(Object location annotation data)

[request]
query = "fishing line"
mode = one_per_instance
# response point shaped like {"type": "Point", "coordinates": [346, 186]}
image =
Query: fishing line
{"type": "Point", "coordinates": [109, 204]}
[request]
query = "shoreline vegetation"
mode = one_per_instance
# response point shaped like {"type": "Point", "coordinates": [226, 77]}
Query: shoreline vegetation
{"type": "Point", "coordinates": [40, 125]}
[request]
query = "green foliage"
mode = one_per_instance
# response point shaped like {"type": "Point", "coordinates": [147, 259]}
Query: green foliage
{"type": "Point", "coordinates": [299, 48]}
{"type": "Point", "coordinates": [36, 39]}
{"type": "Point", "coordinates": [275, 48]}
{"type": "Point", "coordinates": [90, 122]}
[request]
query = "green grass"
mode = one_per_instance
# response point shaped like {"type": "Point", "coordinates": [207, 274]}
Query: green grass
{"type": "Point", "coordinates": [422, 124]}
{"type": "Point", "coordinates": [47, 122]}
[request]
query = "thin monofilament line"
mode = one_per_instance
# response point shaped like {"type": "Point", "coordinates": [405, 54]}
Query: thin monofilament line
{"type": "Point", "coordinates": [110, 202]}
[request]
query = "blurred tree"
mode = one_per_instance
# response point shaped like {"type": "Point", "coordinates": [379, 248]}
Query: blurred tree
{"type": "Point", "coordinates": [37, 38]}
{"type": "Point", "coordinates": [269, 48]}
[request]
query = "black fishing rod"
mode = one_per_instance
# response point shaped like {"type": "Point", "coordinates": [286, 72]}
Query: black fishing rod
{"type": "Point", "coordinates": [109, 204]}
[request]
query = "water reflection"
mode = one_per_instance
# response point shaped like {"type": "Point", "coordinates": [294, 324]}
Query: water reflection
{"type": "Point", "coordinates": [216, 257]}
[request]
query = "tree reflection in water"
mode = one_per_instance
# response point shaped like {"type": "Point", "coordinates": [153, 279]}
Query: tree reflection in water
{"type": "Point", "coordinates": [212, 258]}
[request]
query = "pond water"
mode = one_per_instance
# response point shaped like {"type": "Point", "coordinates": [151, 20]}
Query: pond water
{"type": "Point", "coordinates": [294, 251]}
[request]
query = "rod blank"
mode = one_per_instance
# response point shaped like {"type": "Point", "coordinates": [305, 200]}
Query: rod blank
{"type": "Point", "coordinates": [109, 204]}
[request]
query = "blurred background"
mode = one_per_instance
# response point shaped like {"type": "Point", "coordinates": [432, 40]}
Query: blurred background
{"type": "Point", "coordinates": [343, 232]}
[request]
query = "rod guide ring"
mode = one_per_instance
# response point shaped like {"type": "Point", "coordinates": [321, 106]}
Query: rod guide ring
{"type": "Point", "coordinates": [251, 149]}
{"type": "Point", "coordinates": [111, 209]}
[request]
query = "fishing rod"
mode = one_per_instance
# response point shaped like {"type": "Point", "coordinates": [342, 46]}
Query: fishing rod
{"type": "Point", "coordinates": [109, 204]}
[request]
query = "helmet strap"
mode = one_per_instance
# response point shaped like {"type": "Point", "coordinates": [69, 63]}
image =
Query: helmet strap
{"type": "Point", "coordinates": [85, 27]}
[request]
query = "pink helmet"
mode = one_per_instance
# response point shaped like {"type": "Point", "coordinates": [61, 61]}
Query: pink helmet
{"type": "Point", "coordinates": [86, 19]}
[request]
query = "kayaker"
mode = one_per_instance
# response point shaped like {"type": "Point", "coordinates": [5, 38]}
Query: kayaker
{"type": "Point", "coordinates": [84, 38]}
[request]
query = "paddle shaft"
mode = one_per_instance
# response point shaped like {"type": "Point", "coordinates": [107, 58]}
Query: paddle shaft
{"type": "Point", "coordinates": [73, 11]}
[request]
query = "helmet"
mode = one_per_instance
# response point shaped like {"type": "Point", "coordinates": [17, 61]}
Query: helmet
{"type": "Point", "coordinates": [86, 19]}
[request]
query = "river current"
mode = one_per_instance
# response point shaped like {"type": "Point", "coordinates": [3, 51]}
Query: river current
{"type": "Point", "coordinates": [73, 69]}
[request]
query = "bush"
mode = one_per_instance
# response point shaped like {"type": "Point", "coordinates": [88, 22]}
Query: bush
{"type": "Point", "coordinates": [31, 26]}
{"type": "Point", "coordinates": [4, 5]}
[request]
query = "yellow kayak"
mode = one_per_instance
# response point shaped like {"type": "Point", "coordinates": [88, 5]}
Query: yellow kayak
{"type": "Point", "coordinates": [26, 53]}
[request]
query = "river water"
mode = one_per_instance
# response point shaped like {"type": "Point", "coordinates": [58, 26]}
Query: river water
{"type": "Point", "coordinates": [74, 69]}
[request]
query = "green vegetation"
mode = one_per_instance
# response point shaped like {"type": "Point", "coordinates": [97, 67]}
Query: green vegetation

Required task »
Extract every record. Keep wording exact.

Solution to this exercise »
[request]
query = "fishing line"
mode = one_per_instance
# response point shaped like {"type": "Point", "coordinates": [346, 186]}
image =
Query: fishing line
{"type": "Point", "coordinates": [109, 204]}
[request]
query = "shoreline vegetation"
mode = one_per_instance
# response point shaped like {"type": "Point", "coordinates": [226, 77]}
Query: shoreline vegetation
{"type": "Point", "coordinates": [40, 125]}
[request]
query = "green foliage"
mode = one_per_instance
# response point shaped like {"type": "Point", "coordinates": [147, 259]}
Query: green foliage
{"type": "Point", "coordinates": [299, 48]}
{"type": "Point", "coordinates": [36, 39]}
{"type": "Point", "coordinates": [275, 48]}
{"type": "Point", "coordinates": [90, 122]}
[request]
query = "green grass"
mode = one_per_instance
# response point shaped like {"type": "Point", "coordinates": [207, 274]}
Query: green grass
{"type": "Point", "coordinates": [422, 124]}
{"type": "Point", "coordinates": [47, 122]}
[request]
query = "thin monofilament line"
mode = one_per_instance
# response point shaped like {"type": "Point", "coordinates": [405, 54]}
Query: thin monofilament line
{"type": "Point", "coordinates": [110, 202]}
[request]
query = "blurred tree"
mode = one_per_instance
# response point shaped like {"type": "Point", "coordinates": [379, 248]}
Query: blurred tree
{"type": "Point", "coordinates": [37, 38]}
{"type": "Point", "coordinates": [269, 48]}
[request]
query = "black fishing rod"
mode = one_per_instance
# response point shaped like {"type": "Point", "coordinates": [286, 72]}
Query: black fishing rod
{"type": "Point", "coordinates": [109, 204]}
[request]
query = "water reflection"
mode = one_per_instance
# response point shaped like {"type": "Point", "coordinates": [294, 324]}
Query: water reflection
{"type": "Point", "coordinates": [216, 257]}
[request]
query = "tree reflection in water"
mode = one_per_instance
# response point shaped like {"type": "Point", "coordinates": [153, 279]}
Query: tree reflection in water
{"type": "Point", "coordinates": [212, 258]}
[request]
query = "pond water"
mode = one_per_instance
# response point shaped like {"type": "Point", "coordinates": [151, 20]}
Query: pond water
{"type": "Point", "coordinates": [294, 251]}
[request]
query = "rod blank"
mode = one_per_instance
# response point shaped like {"type": "Point", "coordinates": [305, 200]}
Query: rod blank
{"type": "Point", "coordinates": [109, 204]}
[request]
query = "blurred background"
mode = one_per_instance
# response point shaped like {"type": "Point", "coordinates": [432, 40]}
Query: blurred background
{"type": "Point", "coordinates": [343, 232]}
[request]
query = "rod guide ring"
mode = one_per_instance
# response point shaped like {"type": "Point", "coordinates": [321, 106]}
Query: rod guide ring
{"type": "Point", "coordinates": [251, 149]}
{"type": "Point", "coordinates": [111, 209]}
[request]
query = "fishing rod"
mode = one_per_instance
# response point shaped like {"type": "Point", "coordinates": [342, 46]}
Query: fishing rod
{"type": "Point", "coordinates": [109, 204]}
[request]
query = "helmet strap"
mode = one_per_instance
# response point shaped like {"type": "Point", "coordinates": [69, 63]}
image =
Query: helmet strap
{"type": "Point", "coordinates": [85, 27]}
[request]
query = "pink helmet"
mode = one_per_instance
# response point shaped like {"type": "Point", "coordinates": [61, 61]}
Query: pink helmet
{"type": "Point", "coordinates": [86, 19]}
[request]
query = "kayaker"
mode = one_per_instance
# response point shaped like {"type": "Point", "coordinates": [5, 38]}
Query: kayaker
{"type": "Point", "coordinates": [84, 38]}
[request]
query = "paddle shaft"
mode = one_per_instance
# response point shaped like {"type": "Point", "coordinates": [107, 58]}
Query: paddle shaft
{"type": "Point", "coordinates": [73, 11]}
[request]
query = "helmet"
mode = one_per_instance
# response point shaped like {"type": "Point", "coordinates": [17, 61]}
Query: helmet
{"type": "Point", "coordinates": [86, 19]}
[request]
query = "river current"
mode = one_per_instance
# response point shaped like {"type": "Point", "coordinates": [3, 51]}
Query: river current
{"type": "Point", "coordinates": [73, 69]}
[request]
query = "bush"
mode = one_per_instance
# response point shaped like {"type": "Point", "coordinates": [88, 22]}
Query: bush
{"type": "Point", "coordinates": [31, 26]}
{"type": "Point", "coordinates": [4, 5]}
[request]
query = "yellow kayak"
mode = one_per_instance
# response point shaped like {"type": "Point", "coordinates": [88, 5]}
Query: yellow kayak
{"type": "Point", "coordinates": [26, 53]}
[request]
query = "river water"
mode = one_per_instance
# response point shaped like {"type": "Point", "coordinates": [58, 26]}
Query: river water
{"type": "Point", "coordinates": [74, 69]}
[request]
query = "green vegetation"
mode = one_per_instance
# response point shaped like {"type": "Point", "coordinates": [97, 67]}
Query: green vegetation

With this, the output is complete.